今回の「レコード評議会」は前回からの「B-SELSで買ったレコード」シリーズの続きです。
「ラバー・ソウル」ステレオのデンマーク盤を購入することにした後、さてどうしようとレコード棚を改めて眺める。
すると、棚の一番手前に並んでいるため、否応無く目に入ってくる盤があった。
これを聴いたら買ってしまうだろうな…と思いながらも抗うことができず、1枚の盤を手に取る。
私「これって、つい最近日記に出ていた盤ですよね」
Sgt. Pepper's Lonely Hearts Club Band
ドイツ盤(1967年)ステレオ
Odeon / HÖR ZU
SHZE 401
SideA:SHZE-401-A-1
SideB:SHZE-401-B-2
「サージェント・ペパー」ステレオのゴールド・オデオンと呼ばれるドイツ盤。
11月30日の日記で紹介されていたものだ。
『SGT.PEPPER’S~』 ドイツ・ステレオ初盤 大変音の良い盤 ドイツ・オリジナルのインナーとカットアウト付き完品!!!!!
ご店主の手によるポップにはこうある。
ドイツ初盤 音良し‼︎ 完品
B面 2nd.
2nd.の方が「インナーグルーヴ」が入っていてお得!
ドイツ製カットアウト付き完品!! 完品はレアです
オススメ!
ご店主「ドイツ盤のB面マト1は"インナーグルーヴ"が入っていないんですが、この盤はマト2で"インナーグルーヴ"が入っています」
私「何でそんなことになったのでしょうかね?」
ご店主「おそらくですけど、ドイツでは"インナーグルーヴ"をどのように入れたら良いのか最初は分からなかったんでしょう。だからマト1では収録されなかった」
私「ふむふむ」
ご店主「その後、イギリスで発売されたUK盤を聴いたドイツのエンジニアが『そうか、こういった様に入れるのか』と分かって、マト2で"インナーグルーヴ"を入れた、ということだと思うんですよね」
私「なるほど〜、なるほどですね」
ご店主「個人的には"インナーグルーヴ"に入っているB面マト2の方がオススメです」

####

上の「サージェント・ペパー」ドイツ盤の文章を、店主の最後の発言の後から再開して書き進めてください。 次の一覧は、上の「サージェント・ペパー」ドイツ盤の文章とは関係がありません。

####

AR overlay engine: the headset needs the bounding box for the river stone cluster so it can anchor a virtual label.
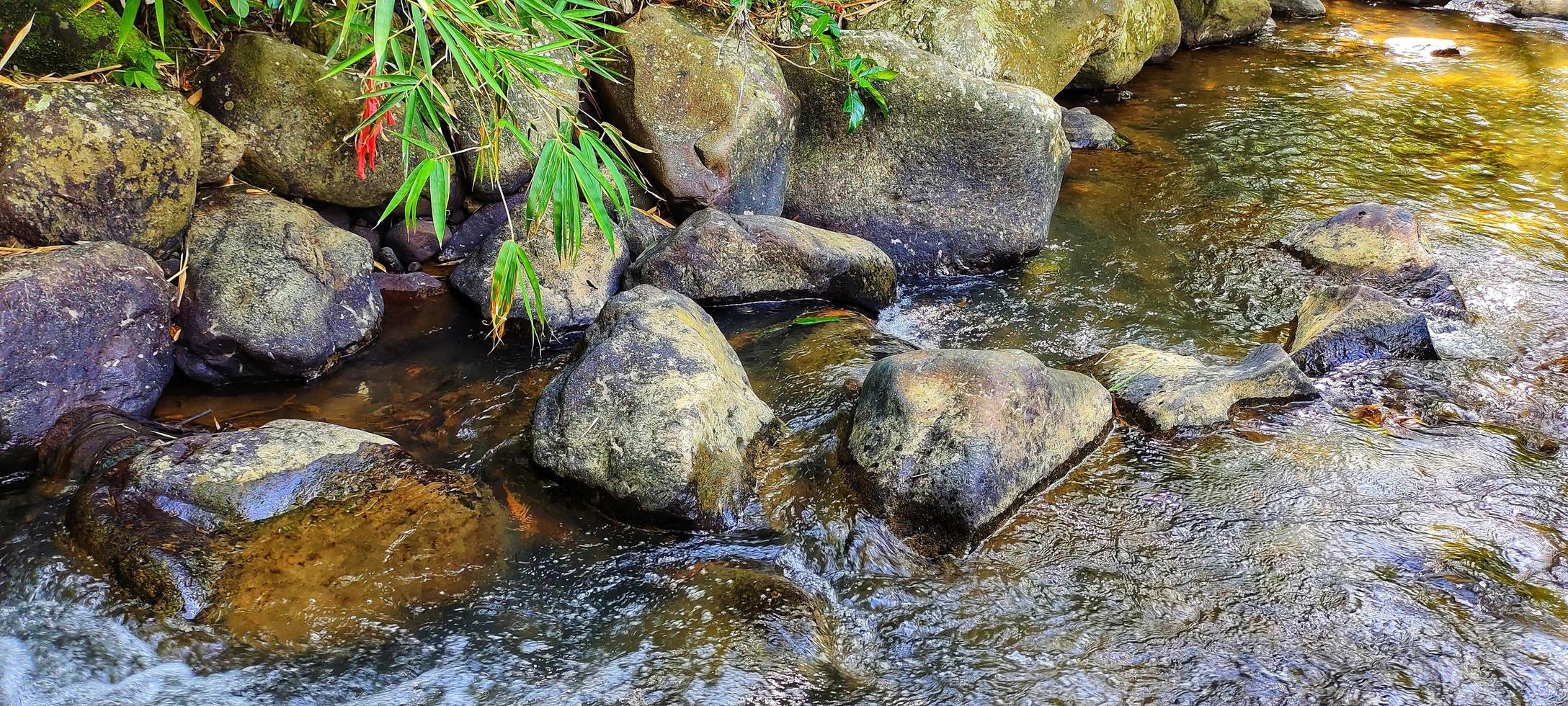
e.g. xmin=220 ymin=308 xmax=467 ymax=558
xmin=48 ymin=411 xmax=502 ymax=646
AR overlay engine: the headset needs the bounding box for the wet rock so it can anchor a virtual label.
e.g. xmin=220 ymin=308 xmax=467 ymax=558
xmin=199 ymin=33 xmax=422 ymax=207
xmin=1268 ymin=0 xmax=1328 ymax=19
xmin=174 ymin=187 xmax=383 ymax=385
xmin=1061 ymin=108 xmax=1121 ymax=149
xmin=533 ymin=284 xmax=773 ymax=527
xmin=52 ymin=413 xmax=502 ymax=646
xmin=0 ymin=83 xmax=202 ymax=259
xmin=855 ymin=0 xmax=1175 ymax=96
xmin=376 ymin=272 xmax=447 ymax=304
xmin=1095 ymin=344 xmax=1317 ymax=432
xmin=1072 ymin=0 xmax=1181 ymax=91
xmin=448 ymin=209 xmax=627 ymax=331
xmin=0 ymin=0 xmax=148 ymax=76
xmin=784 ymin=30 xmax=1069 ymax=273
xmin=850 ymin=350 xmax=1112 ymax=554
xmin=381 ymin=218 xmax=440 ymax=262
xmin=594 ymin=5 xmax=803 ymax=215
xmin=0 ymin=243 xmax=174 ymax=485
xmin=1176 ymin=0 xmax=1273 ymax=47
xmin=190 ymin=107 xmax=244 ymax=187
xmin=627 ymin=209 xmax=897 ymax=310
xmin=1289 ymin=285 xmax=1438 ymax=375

####

■ **記述回答**:
"インナーグルーヴ"とは、セッション中では"Edit for LP End"と呼ばれ、 1980年発売のアメリカ編集盤「レアリティーズ Vol.2」では"Sgt. Pepper Inner Groove"とのタイトルが付けられたトラックのこと。
B-SELSに行く様な方には説明不要でしょうから、詳しくは説明しません。
ご店主「では、聴いてください」
私「よろしくお願いします」
ご店主が A面に針を降ろす。その瞬間思った。
「あぁ、これは良い音だ!」
ご店主の方を向くと、こくりとうなずく。
以前にご店主がこんなことを仰っていたことがある。
「針を降ろした瞬間、曲が始まる前にも関わらず、これは良い音だと分かることがある」と。
この盤はそれだった。
曲が始まる前から「これは良い音だ」と分かった。
そして聴き進めていくと、それは確信に変わった。
A1. Sgt. Pepper's Lonely Hearts Club Band
コンサートホールで、演奏が始まるのを待ちながらざわめく観客。曲が始まるとベースを弾きながら歌うポールを中心としたビートルズの4人とホーンセクション(もしくはペパー軍曹の楽団)。演奏に熱狂する観客。そんな姿や情景が目の前にある。
A2. With A Little Help From My Friends
同じくコンサートホールで、口を大きく開けながら歌うリンゴ(もしくはビリー・シアーズ)の姿が見える。ポールの跳ねる様に歌うベースも素晴らしい。
A3. Lucy In The Sky With Diamonds
場所は変わってEMIスタジオ(アビーロード・スタジオ)。マイクを前に歌うジョン。その隣りでピック弾きでベースを弾くポール。サビの部分ではジョンとポールが一つのマイクに顔を寄せて歌う姿が見える。
A4. Getting Better
ギターの鋭いカッティングが素晴らしい。ハンドクラップをする手が見える。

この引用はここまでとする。